**Texto fornecido**:
Desafios – A Defensoria Pública acompanha todos os processos que tramitam no CJR. As petições são encaminhadas ao Judiciário para informar quando são firmados acordos, quando há descumprimento ou para requerer mais tempo para trabalhar o caso. A legislação brasileira não determina prazo acerca da resolução dos casos atendidos pela justiça restaurativa. No Ceará, os atores do sistema de justiça pactuaram um prazo médio de 60 dias para realizar as práticas, tempo que pode ser ampliado a partir de solicitação da Defensoria Pública ao juiz.

Visando tornar o trabalho do CJR ainda mais acessível pela população, o projeto busca sempre o diálogo junto ao sistema de justiça. “Precisamos estar em constante articulação com esse sistema de justiça: Poder Judiciário, Ministério Público, Delegacia. Já fizemos várias reuniões para orientar sobre justiça restaurativa, que contribua com a visualização dos casos”, informa Érica Albuquerque. Ele destaca que, no início, apenas crimes de menor potencial ofensivo eram atendidos, mas com o desenvolver das práticas, o leque de possibilidades foi ampliado. “Atendemos lesão corporal, grave ameaça, estupro de vulnerável e até tentativa de homicídio. Não é mais a gravidade do ato o limitador para encaminhamento do caso ao CJR”, explicita.

**Linhas fornecidas**:
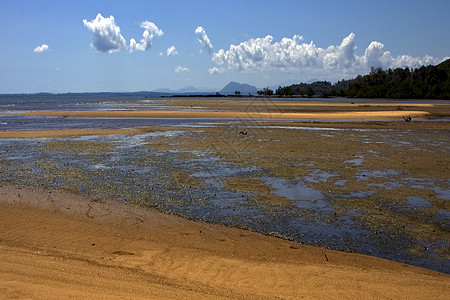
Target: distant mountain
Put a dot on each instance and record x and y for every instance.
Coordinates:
(244, 89)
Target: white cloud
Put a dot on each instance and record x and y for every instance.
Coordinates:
(203, 38)
(292, 54)
(171, 51)
(215, 70)
(151, 30)
(106, 34)
(42, 48)
(179, 69)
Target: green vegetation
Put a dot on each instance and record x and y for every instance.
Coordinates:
(430, 82)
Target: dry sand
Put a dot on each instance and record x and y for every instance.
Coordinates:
(56, 245)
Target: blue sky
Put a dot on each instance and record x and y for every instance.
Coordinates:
(47, 47)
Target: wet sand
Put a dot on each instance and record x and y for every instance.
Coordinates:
(56, 245)
(200, 114)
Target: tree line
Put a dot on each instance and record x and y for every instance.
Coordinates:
(426, 82)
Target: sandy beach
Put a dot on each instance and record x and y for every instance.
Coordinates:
(56, 245)
(352, 115)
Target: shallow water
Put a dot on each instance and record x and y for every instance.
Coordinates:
(192, 183)
(130, 169)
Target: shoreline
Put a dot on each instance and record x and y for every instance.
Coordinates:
(88, 246)
(346, 115)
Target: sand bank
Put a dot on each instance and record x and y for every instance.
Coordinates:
(56, 245)
(346, 115)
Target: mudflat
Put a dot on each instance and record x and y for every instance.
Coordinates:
(58, 245)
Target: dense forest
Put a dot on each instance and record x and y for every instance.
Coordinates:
(430, 82)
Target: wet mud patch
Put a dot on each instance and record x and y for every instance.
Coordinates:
(377, 191)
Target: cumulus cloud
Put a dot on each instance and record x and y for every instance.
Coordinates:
(42, 48)
(106, 34)
(179, 69)
(171, 51)
(215, 70)
(203, 38)
(151, 30)
(292, 54)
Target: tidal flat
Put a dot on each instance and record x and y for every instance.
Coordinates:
(377, 188)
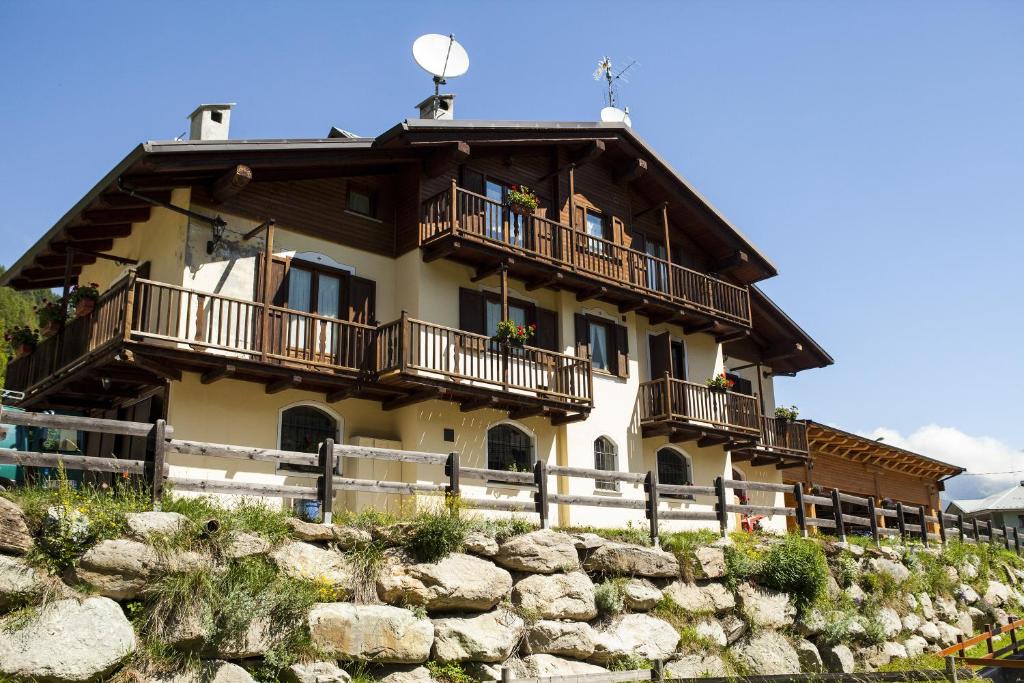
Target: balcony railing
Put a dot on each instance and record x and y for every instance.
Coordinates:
(673, 400)
(176, 317)
(480, 218)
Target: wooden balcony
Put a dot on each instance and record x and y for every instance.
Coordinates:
(480, 231)
(688, 412)
(143, 332)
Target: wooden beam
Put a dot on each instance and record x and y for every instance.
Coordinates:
(230, 183)
(630, 171)
(285, 383)
(217, 374)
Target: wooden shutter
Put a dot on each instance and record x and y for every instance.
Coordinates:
(363, 300)
(660, 355)
(583, 336)
(471, 311)
(547, 329)
(622, 351)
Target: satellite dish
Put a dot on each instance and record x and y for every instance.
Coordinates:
(441, 56)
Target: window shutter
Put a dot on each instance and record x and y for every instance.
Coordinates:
(471, 311)
(363, 300)
(583, 336)
(547, 330)
(623, 350)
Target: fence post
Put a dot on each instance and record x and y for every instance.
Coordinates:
(541, 498)
(873, 516)
(159, 454)
(326, 483)
(798, 497)
(650, 486)
(723, 516)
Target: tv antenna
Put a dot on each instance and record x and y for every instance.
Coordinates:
(441, 56)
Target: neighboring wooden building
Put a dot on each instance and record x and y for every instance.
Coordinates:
(865, 467)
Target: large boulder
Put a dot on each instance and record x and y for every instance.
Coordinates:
(14, 536)
(371, 633)
(569, 639)
(556, 596)
(488, 637)
(765, 608)
(639, 635)
(626, 560)
(543, 551)
(767, 652)
(121, 569)
(696, 666)
(68, 640)
(457, 582)
(301, 560)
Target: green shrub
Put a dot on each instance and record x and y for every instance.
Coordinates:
(797, 566)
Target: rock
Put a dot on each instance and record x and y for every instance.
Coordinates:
(371, 633)
(556, 596)
(121, 569)
(210, 672)
(315, 672)
(839, 659)
(709, 599)
(890, 622)
(68, 640)
(626, 560)
(639, 635)
(480, 544)
(547, 666)
(18, 581)
(640, 594)
(457, 582)
(810, 658)
(543, 551)
(487, 637)
(243, 544)
(712, 631)
(14, 536)
(695, 666)
(142, 525)
(301, 560)
(712, 561)
(765, 608)
(891, 567)
(880, 655)
(767, 652)
(914, 645)
(570, 639)
(733, 627)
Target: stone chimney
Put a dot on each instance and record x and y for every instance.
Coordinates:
(210, 122)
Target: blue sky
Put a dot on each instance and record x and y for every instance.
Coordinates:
(875, 151)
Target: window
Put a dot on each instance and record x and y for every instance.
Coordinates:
(674, 469)
(363, 202)
(605, 458)
(509, 449)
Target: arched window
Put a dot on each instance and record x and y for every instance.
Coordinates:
(674, 468)
(605, 458)
(509, 449)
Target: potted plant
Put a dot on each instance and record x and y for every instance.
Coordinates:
(23, 339)
(51, 315)
(521, 201)
(511, 333)
(787, 414)
(83, 298)
(719, 383)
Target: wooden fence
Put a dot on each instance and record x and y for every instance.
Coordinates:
(910, 523)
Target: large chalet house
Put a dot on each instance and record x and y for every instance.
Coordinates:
(275, 293)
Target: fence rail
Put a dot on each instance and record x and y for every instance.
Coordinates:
(717, 503)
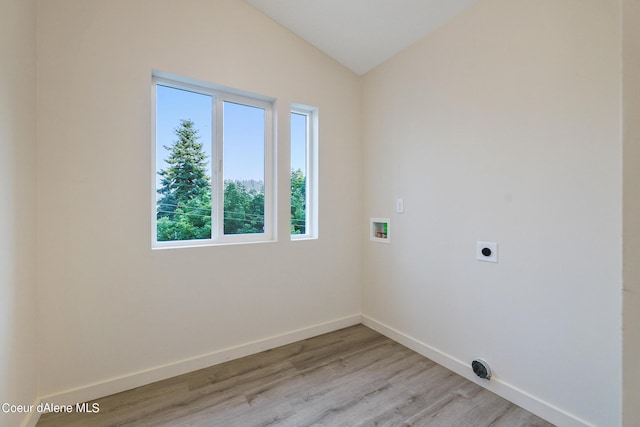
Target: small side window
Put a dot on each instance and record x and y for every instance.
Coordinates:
(304, 167)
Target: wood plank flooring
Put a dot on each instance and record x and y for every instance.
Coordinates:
(351, 377)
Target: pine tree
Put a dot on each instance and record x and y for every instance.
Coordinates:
(184, 208)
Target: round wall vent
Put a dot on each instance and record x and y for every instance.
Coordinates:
(481, 368)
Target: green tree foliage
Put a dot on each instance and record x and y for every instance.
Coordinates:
(184, 206)
(298, 202)
(243, 209)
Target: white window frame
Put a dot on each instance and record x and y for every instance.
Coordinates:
(311, 193)
(219, 95)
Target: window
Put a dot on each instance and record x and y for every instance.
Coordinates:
(304, 155)
(212, 165)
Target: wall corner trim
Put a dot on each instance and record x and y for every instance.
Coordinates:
(503, 389)
(159, 373)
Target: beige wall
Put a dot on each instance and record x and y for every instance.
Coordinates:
(631, 166)
(504, 126)
(18, 315)
(109, 305)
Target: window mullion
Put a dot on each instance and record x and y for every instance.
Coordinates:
(219, 150)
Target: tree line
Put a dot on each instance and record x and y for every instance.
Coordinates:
(184, 203)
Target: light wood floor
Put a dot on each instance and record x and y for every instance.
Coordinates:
(351, 377)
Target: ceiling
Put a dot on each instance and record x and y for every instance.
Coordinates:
(361, 34)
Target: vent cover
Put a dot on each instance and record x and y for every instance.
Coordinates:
(481, 368)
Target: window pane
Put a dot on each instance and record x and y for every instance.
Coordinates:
(183, 167)
(243, 160)
(299, 135)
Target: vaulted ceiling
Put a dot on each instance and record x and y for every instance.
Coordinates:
(361, 34)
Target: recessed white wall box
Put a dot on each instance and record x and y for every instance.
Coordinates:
(487, 251)
(380, 230)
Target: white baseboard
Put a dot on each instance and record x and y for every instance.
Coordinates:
(32, 417)
(137, 379)
(521, 398)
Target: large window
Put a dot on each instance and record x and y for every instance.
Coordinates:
(212, 165)
(304, 188)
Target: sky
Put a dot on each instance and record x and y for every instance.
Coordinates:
(243, 128)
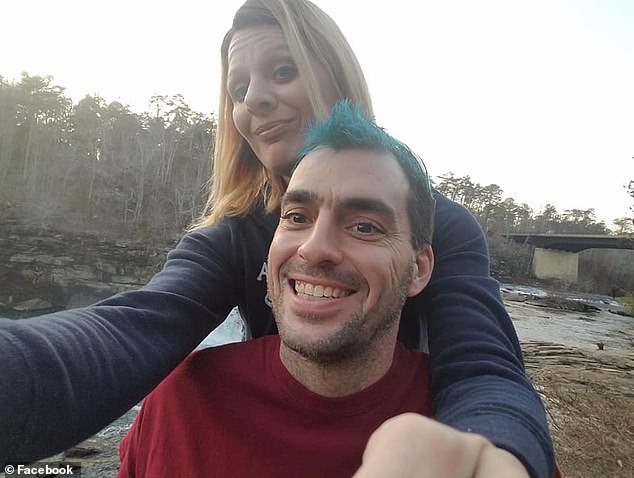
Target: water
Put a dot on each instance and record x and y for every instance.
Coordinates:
(577, 329)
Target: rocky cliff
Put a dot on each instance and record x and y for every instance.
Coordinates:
(42, 269)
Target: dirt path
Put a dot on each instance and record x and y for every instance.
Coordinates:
(589, 397)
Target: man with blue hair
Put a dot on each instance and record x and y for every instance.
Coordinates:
(345, 256)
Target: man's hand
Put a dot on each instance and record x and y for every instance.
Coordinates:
(413, 446)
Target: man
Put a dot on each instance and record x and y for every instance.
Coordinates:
(352, 244)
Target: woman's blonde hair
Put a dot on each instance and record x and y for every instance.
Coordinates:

**Instruções da tarefa**: Reproduza fielmente o trecho do texto sobre justiça restaurativa que vai de “Desafios – A” até “Pública ao juiz.”, incluindo ambos.

**Resultado**:
Desafios – A Defensoria Pública acompanha todos os processos que tramitam no CJR. As petições são encaminhadas ao Judiciário para informar quando são firmados acordos, quando há descumprimento ou para requerer mais tempo para trabalhar o caso. A legislação brasileira não determina prazo acerca da resolução dos casos atendidos pela justiça restaurativa. No Ceará, os atores do sistema de justiça pactuaram um prazo médio de 60 dias para realizar as práticas, tempo que pode ser ampliado a partir de solicitação da Defensoria Pública ao juiz.